TASKS AND EXERCISES
(a) Answer these from the piece on the British high street below, marking each answer the same way:
(i) What name does the writer give for herself?
(ii) What item does she order on the Amazon site?
(iii) Which shop does she say has a branch down the road?
(b) From the piece on the British high street below, write out word for word the part that opens with the words containing "And more. The" and closes with "we order it.".
(c) Write what comes next in the piece on the British high street below, picking up after its last sentence.

DOCUMENT EXTRACT
Content starts

Once more, there are grim reports that the British high street is dying. It’s time for people like me to make it clear how much we care. To become alarmed and talk urgently, nostalgically, of bustling streets, crucibles of commerce, the pumping arteries of local communities.
And more. The lost art of live shopping. Ringing tills, rustling bags. The magic and theatre of it all. But then we move on, the sentimental mists clear, the community-spirited sap stops rising. And next time we need to buy something, without much thought, we go online and we order it.
My name is Barbara, and I’m a high street hypocrite. I’m prone to misty-eyed blather about our wonderful high streets (yak, yak) and what a tragedy it would be to lose them (blah, blah). Next thing you know, I’m on the Amazon site, ordering a multiplug, when there’s a perfectly good branch of Robert Dyas down the road.
Nor am I alone (British online shopping has risen faster than anywhere else in Europe). I’ve become so idle, so reliant on deliveries, that going into real shops has started to feel unnatural. Too bright, too loud, too many colours. Sensory overload. Brain can’t cope. Help!

Content ends

DATA SHOWN
Content starts

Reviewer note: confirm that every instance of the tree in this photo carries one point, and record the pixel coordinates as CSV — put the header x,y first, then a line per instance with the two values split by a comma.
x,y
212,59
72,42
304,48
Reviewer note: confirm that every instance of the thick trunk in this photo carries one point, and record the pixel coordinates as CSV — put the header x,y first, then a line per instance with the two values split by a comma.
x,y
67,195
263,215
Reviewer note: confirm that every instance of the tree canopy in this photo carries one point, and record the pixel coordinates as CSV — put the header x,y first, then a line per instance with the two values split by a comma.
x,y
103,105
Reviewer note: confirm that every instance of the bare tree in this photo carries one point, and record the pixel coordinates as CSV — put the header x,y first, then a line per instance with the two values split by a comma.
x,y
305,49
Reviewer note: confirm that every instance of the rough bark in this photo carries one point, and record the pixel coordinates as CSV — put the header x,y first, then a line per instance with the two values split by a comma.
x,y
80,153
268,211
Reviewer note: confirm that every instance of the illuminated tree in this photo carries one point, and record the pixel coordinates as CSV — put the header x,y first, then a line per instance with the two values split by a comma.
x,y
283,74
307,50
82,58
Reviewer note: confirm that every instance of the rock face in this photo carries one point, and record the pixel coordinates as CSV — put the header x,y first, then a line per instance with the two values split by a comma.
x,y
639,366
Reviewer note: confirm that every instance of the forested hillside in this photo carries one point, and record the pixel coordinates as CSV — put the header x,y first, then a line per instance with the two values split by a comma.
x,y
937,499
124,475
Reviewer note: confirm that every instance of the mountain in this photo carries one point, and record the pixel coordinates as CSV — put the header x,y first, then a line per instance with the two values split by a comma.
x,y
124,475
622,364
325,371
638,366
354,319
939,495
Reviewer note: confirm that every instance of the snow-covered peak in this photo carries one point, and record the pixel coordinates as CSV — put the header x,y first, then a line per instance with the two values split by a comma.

Content ends

YOUR WRITTEN ANSWERS
(a)
(i) Barbara
(ii) A multiplug
(iii) Robert Dyas

(b)
And more. The lost art of live shopping. Ringing tills, rustling bags. The magic and theatre of it all. But then we move on, the sentimental mists clear, the community-spirited sap stops rising. And next time we need to buy something, without much thought, we go online and we order it.

(c)
I’m exaggerating: I haven’t had panic attacks sniffing bath bombs in Lush. Still, with people like me, the gulf (consumer dissonance?) between our crocodile tears and our actions is striking. What’s the point of moaning about the death of the British high street, when we’ve all conspired to “kill” it?
It’s been a tough week for UK retail. Attempts to rescue the Wilko chain failed (with 12,500 potential job losses). John Lewis Partnership’s boss, Sharon White, has called for a royal commission to save high streets. In recent times, there has been social media-inspired looting on London’s Oxford Street. Thousands of shops have gone, as well as post offices and banks. While some high streets are holding up, others aren’t. While some brands have a strong online presence, others don’t. Increasingly, the direst forecasts seem feasible in this jittery climate of darkened stores, boarded-up windows and generalised high street lifelessness.
The myriad reasons are well documented. In more recent times there’s Brexit, Covid, changing work practices, the cost of living crisis making every penny count. Elsewhere, inflated rents and costs, not enough government support, Amazon’s woeful tax contribution, drives to turn retail outlets into housing, no free parking. The list sprawls on. But it includes the public, our mass turning away from the physical retail world. The modern compulsion to buy online, even when prices aren’t much cheaper and it isn’t inconvenient to visit a shop.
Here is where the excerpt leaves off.